_Written tasks_
(a) According to the sand-versus-water comment, to what temperature is sand heated in this application?
(b) Repeat the sand-versus-water comment word for word, from "It's more effective" to "standard plumbing equipment.".
(c) Put this sentence from the sand-versus-water comment into Spanish: "Hot water can be managed with standard plumbing equipment."
#### Provided text
It's more effective volume wise. I did the math, some time ago here are the rough numbers.
Sand has way less heat capacity then water per kg (about half).
Water can be heated to 95C with standard unpressurized vessel. Sand in this application is heated to 600C.
Sand is denser then water (kg/m3).
For the same heat energy stored this comes out to about 2.5x more volume of water(95C) compared to sand(600C).
Water and Sand are both dirt-cheap.
Hot water can be managed with standard plumbing equipment.
Sand needs some high temperature piping (hot air to water heat-exchanger, resistive heat tho heat up the sand).
How well both contain the heat is primarily dependent on the isolation. Which favors the smaller footprint of sand, but needs to isolate a higher temperature difference...
One advantage of heating water over sand is that you can heat it up with high temperature heat pumps which currently have CoPs ranging between 2.4 to 5.8 [1]. So for every kW of electrical energy you put in you get at least 2.4kW of thermal energy out.
########
#### Entries
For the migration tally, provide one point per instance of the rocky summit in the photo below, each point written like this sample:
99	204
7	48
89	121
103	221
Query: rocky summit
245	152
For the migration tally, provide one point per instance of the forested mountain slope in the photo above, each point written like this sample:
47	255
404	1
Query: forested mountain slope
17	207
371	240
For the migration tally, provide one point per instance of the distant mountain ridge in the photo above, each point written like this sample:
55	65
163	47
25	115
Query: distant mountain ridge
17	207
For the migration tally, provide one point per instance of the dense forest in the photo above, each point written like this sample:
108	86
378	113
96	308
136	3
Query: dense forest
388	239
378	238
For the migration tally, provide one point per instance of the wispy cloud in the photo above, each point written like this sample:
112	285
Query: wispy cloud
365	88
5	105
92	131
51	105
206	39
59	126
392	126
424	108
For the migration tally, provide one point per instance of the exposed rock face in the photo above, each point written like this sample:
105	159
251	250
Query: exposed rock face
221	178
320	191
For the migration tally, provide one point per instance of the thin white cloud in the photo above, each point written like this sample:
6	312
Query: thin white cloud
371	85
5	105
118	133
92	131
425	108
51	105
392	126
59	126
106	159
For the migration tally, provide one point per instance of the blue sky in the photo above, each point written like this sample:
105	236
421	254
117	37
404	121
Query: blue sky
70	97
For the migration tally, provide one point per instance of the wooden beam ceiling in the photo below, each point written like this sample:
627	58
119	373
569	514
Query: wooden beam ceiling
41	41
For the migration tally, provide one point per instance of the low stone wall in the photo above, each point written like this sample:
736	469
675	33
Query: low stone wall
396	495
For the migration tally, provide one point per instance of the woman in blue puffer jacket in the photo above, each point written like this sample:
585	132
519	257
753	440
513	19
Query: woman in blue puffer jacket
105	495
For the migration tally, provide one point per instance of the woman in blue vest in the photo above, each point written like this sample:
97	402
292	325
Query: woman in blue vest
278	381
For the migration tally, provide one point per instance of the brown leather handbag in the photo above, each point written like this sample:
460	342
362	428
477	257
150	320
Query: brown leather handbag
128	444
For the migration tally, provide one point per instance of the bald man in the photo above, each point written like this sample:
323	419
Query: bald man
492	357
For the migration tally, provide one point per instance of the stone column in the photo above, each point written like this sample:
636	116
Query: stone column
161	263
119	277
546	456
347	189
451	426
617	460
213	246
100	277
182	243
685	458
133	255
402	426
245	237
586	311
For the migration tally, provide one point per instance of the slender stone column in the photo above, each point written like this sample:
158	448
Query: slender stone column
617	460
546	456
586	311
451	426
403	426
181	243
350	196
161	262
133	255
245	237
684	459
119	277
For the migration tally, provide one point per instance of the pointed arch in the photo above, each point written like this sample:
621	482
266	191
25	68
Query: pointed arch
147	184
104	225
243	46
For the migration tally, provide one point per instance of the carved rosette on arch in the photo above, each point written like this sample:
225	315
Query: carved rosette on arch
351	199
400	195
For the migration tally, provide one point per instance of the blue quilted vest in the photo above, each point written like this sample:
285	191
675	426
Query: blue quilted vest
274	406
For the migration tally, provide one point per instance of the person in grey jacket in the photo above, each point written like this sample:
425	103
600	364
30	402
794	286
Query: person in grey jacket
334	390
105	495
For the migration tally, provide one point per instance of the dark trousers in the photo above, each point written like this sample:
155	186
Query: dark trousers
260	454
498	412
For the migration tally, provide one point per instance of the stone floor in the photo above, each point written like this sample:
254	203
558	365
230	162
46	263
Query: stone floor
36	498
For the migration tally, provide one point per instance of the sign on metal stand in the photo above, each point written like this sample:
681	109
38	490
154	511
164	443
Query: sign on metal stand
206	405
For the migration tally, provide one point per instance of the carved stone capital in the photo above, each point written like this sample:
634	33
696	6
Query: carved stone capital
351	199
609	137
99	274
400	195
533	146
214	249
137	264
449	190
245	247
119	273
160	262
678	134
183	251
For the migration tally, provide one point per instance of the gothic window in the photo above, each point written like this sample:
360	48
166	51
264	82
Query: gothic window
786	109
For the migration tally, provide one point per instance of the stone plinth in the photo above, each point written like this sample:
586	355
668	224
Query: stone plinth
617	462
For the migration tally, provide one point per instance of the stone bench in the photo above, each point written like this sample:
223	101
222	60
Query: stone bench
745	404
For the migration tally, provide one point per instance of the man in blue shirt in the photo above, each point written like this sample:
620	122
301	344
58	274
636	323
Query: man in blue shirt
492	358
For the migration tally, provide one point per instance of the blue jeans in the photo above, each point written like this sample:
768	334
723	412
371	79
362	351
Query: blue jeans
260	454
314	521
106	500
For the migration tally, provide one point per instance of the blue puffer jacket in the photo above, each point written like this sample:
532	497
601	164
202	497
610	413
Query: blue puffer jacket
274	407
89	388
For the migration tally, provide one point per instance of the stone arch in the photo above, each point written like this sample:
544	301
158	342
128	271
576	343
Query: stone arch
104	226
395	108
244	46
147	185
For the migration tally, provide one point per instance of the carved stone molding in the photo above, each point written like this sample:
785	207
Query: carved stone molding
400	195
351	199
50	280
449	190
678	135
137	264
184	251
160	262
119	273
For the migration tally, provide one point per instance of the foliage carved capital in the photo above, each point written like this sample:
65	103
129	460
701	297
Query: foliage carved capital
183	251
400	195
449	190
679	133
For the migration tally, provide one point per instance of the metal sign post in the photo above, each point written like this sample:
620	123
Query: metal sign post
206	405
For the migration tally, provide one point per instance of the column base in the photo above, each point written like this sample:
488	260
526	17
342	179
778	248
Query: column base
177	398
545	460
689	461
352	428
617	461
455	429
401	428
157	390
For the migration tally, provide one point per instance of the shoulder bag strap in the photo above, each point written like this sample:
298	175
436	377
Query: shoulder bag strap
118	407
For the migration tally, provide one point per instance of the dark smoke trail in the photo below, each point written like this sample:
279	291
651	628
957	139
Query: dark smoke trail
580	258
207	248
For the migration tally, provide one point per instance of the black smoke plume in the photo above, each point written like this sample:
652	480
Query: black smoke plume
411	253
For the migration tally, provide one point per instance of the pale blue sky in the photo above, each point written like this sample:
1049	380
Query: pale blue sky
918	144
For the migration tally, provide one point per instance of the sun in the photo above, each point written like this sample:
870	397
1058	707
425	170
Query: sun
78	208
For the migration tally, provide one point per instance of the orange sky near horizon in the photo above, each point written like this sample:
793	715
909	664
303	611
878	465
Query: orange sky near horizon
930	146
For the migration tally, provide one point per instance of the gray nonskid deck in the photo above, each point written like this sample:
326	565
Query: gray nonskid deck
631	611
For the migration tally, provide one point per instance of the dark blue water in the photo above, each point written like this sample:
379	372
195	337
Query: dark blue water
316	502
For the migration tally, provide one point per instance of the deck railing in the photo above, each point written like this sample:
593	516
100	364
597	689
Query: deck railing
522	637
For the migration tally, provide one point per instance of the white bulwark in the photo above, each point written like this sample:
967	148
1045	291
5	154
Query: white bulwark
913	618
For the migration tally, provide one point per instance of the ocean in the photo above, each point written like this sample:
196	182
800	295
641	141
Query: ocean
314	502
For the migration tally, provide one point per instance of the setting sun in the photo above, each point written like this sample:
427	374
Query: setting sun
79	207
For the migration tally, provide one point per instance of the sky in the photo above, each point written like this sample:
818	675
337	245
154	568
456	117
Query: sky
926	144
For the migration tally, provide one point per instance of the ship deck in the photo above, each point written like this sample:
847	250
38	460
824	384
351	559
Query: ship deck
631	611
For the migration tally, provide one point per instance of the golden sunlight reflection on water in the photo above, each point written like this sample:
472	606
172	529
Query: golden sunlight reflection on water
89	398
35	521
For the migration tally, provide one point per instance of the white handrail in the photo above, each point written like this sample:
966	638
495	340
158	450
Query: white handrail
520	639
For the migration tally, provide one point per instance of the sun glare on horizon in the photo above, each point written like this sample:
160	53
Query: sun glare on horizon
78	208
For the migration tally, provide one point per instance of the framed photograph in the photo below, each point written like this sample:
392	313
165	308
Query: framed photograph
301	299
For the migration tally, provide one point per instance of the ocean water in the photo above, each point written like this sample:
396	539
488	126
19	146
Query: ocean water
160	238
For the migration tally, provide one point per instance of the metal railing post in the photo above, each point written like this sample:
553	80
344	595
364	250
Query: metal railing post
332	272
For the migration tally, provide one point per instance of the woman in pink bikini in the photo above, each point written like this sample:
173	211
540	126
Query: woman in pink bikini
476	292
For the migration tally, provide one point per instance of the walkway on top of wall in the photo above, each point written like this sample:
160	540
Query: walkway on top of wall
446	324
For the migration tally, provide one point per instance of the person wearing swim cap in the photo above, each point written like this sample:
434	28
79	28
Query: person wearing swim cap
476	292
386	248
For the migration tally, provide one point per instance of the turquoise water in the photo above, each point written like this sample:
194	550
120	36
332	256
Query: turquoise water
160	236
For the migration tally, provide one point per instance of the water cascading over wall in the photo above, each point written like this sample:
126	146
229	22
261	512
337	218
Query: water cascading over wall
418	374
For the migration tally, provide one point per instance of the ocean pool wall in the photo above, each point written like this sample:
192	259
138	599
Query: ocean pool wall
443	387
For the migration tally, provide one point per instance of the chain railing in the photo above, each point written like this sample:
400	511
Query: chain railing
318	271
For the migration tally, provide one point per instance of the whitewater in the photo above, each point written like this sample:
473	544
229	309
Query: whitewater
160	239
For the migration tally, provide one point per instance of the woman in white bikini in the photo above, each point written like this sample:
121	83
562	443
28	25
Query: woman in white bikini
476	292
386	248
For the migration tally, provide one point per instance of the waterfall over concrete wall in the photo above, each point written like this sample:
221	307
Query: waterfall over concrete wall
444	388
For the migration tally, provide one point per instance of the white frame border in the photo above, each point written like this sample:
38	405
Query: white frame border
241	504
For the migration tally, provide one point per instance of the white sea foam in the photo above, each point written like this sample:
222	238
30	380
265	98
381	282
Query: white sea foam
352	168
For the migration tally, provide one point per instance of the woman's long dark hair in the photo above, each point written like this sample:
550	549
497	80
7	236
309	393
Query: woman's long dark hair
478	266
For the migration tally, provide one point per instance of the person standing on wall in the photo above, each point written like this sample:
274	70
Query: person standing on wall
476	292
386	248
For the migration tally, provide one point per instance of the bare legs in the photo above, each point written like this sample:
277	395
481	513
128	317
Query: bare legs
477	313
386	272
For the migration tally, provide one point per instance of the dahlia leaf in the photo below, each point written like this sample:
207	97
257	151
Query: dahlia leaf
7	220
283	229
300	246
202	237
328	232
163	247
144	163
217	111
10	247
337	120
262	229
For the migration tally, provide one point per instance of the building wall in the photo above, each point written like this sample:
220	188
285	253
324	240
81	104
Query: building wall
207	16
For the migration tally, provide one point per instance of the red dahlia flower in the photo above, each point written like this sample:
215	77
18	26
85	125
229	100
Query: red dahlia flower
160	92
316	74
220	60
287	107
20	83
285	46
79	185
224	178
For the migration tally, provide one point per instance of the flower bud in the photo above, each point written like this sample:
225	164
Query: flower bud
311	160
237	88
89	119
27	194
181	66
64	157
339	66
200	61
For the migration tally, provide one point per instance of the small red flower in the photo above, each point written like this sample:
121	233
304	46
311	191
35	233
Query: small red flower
########
_Expected outputs_
(a) 600C.

(b)
It's more effective volume wise. I did the math, some time ago here are the rough numbers.
Sand has way less heat capacity then water per kg (about half).
Water can be heated to 95C with standard unpressurized vessel. Sand in this application is heated to 600C.
Sand is denser then water (kg/m3).
For the same heat energy stored this comes out to about 2.5x more volume of water(95C) compared to sand(600C).
Water and Sand are both dirt-cheap.
Hot water can be managed with standard plumbing equipment.

(c) El agua caliente se puede manejar con equipos de plomería estándar.